Exercise
All lines below must be repeated exactly, with the pictures omitted.

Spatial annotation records
# # # # # # #
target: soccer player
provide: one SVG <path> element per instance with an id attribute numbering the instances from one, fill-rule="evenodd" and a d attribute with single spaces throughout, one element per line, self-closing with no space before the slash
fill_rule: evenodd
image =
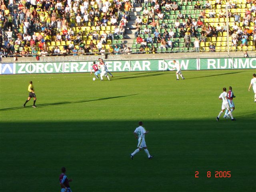
<path id="1" fill-rule="evenodd" d="M 94 75 L 95 75 L 97 78 L 98 79 L 99 77 L 98 76 L 98 75 L 100 74 L 101 72 L 99 70 L 99 67 L 95 61 L 93 62 L 93 65 L 91 68 L 91 75 L 92 74 L 93 69 L 94 70 Z"/>
<path id="2" fill-rule="evenodd" d="M 220 112 L 219 114 L 219 115 L 218 116 L 218 117 L 216 118 L 216 119 L 217 120 L 217 121 L 219 121 L 220 120 L 220 115 L 222 114 L 222 113 L 224 112 L 224 110 L 226 108 L 226 109 L 228 110 L 228 114 L 231 117 L 231 120 L 234 121 L 236 120 L 234 117 L 233 117 L 233 115 L 232 115 L 232 112 L 231 112 L 231 110 L 229 108 L 229 106 L 228 106 L 228 97 L 227 96 L 228 95 L 228 94 L 226 92 L 227 91 L 227 89 L 226 87 L 224 87 L 223 88 L 223 92 L 220 94 L 220 95 L 219 96 L 219 99 L 222 100 L 222 105 L 221 107 L 221 111 Z"/>
<path id="3" fill-rule="evenodd" d="M 252 86 L 252 89 L 254 92 L 254 102 L 256 102 L 256 74 L 254 73 L 252 75 L 253 78 L 251 80 L 251 83 L 249 87 L 249 91 L 251 88 L 251 87 Z"/>
<path id="4" fill-rule="evenodd" d="M 185 79 L 185 78 L 184 78 L 184 77 L 183 76 L 183 75 L 182 75 L 182 74 L 181 72 L 181 69 L 180 68 L 180 64 L 176 62 L 175 60 L 174 60 L 173 61 L 172 61 L 172 62 L 173 63 L 173 64 L 174 65 L 174 67 L 172 68 L 172 69 L 174 70 L 175 68 L 177 69 L 177 72 L 176 72 L 176 76 L 177 76 L 177 79 L 176 79 L 176 80 L 179 80 L 179 74 L 182 79 Z"/>
<path id="5" fill-rule="evenodd" d="M 228 93 L 228 105 L 229 105 L 229 108 L 231 108 L 230 111 L 231 112 L 233 112 L 235 110 L 235 104 L 233 101 L 233 98 L 236 97 L 234 95 L 234 93 L 232 91 L 232 87 L 229 87 L 229 90 Z M 228 114 L 228 110 L 226 109 L 225 112 L 225 115 L 224 115 L 224 118 L 229 118 L 229 116 Z"/>
<path id="6" fill-rule="evenodd" d="M 140 126 L 136 128 L 136 129 L 135 129 L 135 130 L 133 133 L 135 138 L 136 139 L 138 138 L 138 143 L 137 146 L 138 149 L 135 150 L 133 153 L 130 154 L 132 160 L 133 159 L 133 157 L 135 154 L 140 151 L 142 148 L 144 149 L 145 152 L 148 156 L 148 159 L 153 158 L 153 156 L 149 154 L 149 152 L 148 152 L 147 146 L 146 145 L 146 142 L 145 141 L 145 135 L 148 133 L 148 131 L 146 131 L 145 128 L 142 127 L 142 125 L 143 124 L 142 121 L 139 122 L 139 125 Z"/>
<path id="7" fill-rule="evenodd" d="M 109 77 L 108 75 L 108 73 L 107 73 L 107 71 L 106 70 L 107 66 L 104 64 L 103 63 L 101 63 L 99 66 L 100 67 L 100 69 L 101 69 L 101 72 L 100 73 L 100 80 L 103 80 L 103 76 L 104 75 L 107 77 L 109 81 L 110 81 L 110 79 L 109 79 Z"/>
<path id="8" fill-rule="evenodd" d="M 61 192 L 72 192 L 70 187 L 69 186 L 69 182 L 72 181 L 72 179 L 68 179 L 66 175 L 66 168 L 64 167 L 61 168 L 62 174 L 60 174 L 59 179 L 60 180 L 60 185 L 61 187 Z"/>
<path id="9" fill-rule="evenodd" d="M 106 63 L 105 63 L 105 62 L 103 61 L 103 60 L 102 59 L 101 59 L 100 58 L 99 58 L 98 60 L 100 61 L 100 65 L 104 64 L 106 66 L 105 69 L 106 70 L 106 72 L 107 72 L 107 73 L 109 74 L 111 76 L 111 77 L 113 77 L 113 75 L 112 75 L 112 74 L 111 74 L 111 73 L 110 73 L 108 71 L 108 66 L 107 66 L 107 65 L 106 65 Z"/>
<path id="10" fill-rule="evenodd" d="M 35 105 L 36 101 L 36 94 L 35 94 L 35 90 L 34 88 L 34 86 L 33 86 L 33 83 L 32 81 L 30 81 L 29 82 L 29 85 L 28 86 L 28 90 L 29 92 L 29 94 L 28 94 L 28 99 L 26 100 L 25 103 L 23 104 L 23 106 L 24 107 L 26 107 L 26 104 L 28 102 L 32 97 L 34 98 L 34 104 L 33 104 L 32 107 L 34 108 L 36 108 L 36 106 Z"/>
# # # # # # #
Reply
target: soccer player
provide: one SVG <path> element per instance with an id attribute numbering the instances from one, fill-rule="evenodd" and a d attribute with single spaces throughout, one element per line, self-closing with no space before the slash
fill_rule: evenodd
image =
<path id="1" fill-rule="evenodd" d="M 94 75 L 95 75 L 97 78 L 98 79 L 99 77 L 98 76 L 98 75 L 100 74 L 101 72 L 99 70 L 99 67 L 95 61 L 93 62 L 93 65 L 91 68 L 91 75 L 92 74 L 93 69 L 94 70 Z"/>
<path id="2" fill-rule="evenodd" d="M 220 112 L 219 114 L 219 115 L 218 116 L 218 117 L 216 118 L 216 119 L 217 120 L 217 121 L 219 121 L 220 120 L 220 115 L 222 114 L 222 113 L 224 112 L 224 110 L 226 108 L 226 109 L 228 110 L 228 114 L 231 117 L 231 120 L 234 121 L 236 120 L 234 117 L 233 117 L 233 115 L 232 115 L 232 112 L 231 112 L 231 110 L 229 108 L 229 106 L 228 106 L 228 97 L 227 96 L 228 95 L 228 94 L 226 92 L 227 91 L 227 89 L 226 87 L 224 87 L 223 88 L 223 92 L 220 94 L 220 95 L 219 96 L 219 99 L 222 100 L 222 105 L 221 107 L 221 111 Z"/>
<path id="3" fill-rule="evenodd" d="M 252 86 L 252 89 L 254 92 L 254 102 L 256 102 L 256 74 L 254 73 L 252 75 L 253 78 L 251 80 L 251 83 L 249 87 L 249 91 L 251 88 L 251 87 Z"/>
<path id="4" fill-rule="evenodd" d="M 185 79 L 185 78 L 184 78 L 184 77 L 183 76 L 183 75 L 182 75 L 182 74 L 181 72 L 181 69 L 180 68 L 180 64 L 176 62 L 175 60 L 174 60 L 173 61 L 172 61 L 172 62 L 173 63 L 173 64 L 174 65 L 174 67 L 172 68 L 172 69 L 174 70 L 175 68 L 177 69 L 177 72 L 176 72 L 176 76 L 177 76 L 177 79 L 176 79 L 176 80 L 179 80 L 179 74 L 182 79 Z"/>
<path id="5" fill-rule="evenodd" d="M 228 93 L 228 105 L 229 105 L 229 108 L 231 108 L 230 111 L 231 112 L 233 112 L 235 110 L 235 104 L 233 101 L 233 98 L 236 97 L 234 95 L 234 93 L 232 91 L 232 87 L 229 87 L 229 90 Z M 228 114 L 228 110 L 226 109 L 225 112 L 225 115 L 224 115 L 224 118 L 229 118 L 229 116 Z"/>
<path id="6" fill-rule="evenodd" d="M 140 126 L 136 128 L 136 129 L 135 129 L 135 130 L 133 133 L 135 138 L 136 139 L 138 138 L 138 143 L 137 146 L 138 149 L 135 150 L 133 153 L 130 154 L 132 160 L 133 159 L 133 157 L 135 154 L 140 151 L 142 148 L 144 149 L 145 152 L 148 156 L 148 159 L 153 158 L 153 156 L 149 154 L 149 152 L 148 152 L 147 146 L 146 145 L 146 142 L 145 141 L 145 135 L 148 133 L 148 131 L 146 131 L 145 128 L 142 127 L 142 125 L 143 124 L 142 121 L 139 122 L 139 125 Z"/>
<path id="7" fill-rule="evenodd" d="M 109 77 L 108 75 L 108 73 L 107 73 L 107 71 L 106 70 L 107 66 L 104 64 L 103 63 L 101 63 L 99 66 L 100 67 L 100 69 L 101 69 L 101 72 L 100 73 L 100 80 L 103 80 L 103 76 L 104 75 L 107 77 L 109 81 L 110 81 L 110 79 L 109 79 Z"/>
<path id="8" fill-rule="evenodd" d="M 61 192 L 72 192 L 70 187 L 69 186 L 69 182 L 72 181 L 72 179 L 68 179 L 66 175 L 66 168 L 64 167 L 61 168 L 62 174 L 60 174 L 59 179 L 60 180 L 60 185 L 61 187 Z"/>
<path id="9" fill-rule="evenodd" d="M 106 63 L 105 63 L 105 62 L 103 61 L 103 60 L 102 59 L 101 59 L 100 58 L 99 58 L 98 60 L 100 61 L 100 65 L 104 64 L 106 66 L 105 69 L 106 70 L 106 72 L 107 72 L 107 73 L 109 74 L 111 76 L 111 77 L 113 77 L 113 75 L 112 75 L 112 74 L 111 74 L 111 73 L 110 73 L 108 71 L 108 66 L 107 66 L 107 65 L 106 65 Z"/>
<path id="10" fill-rule="evenodd" d="M 35 105 L 36 101 L 36 94 L 35 94 L 35 90 L 34 88 L 34 86 L 33 86 L 33 83 L 32 81 L 30 81 L 29 82 L 29 85 L 28 86 L 28 90 L 29 92 L 29 94 L 28 94 L 28 99 L 26 100 L 25 103 L 23 104 L 23 106 L 24 107 L 26 107 L 26 104 L 28 102 L 32 97 L 34 98 L 34 104 L 33 104 L 32 107 L 34 108 L 36 108 L 36 106 Z"/>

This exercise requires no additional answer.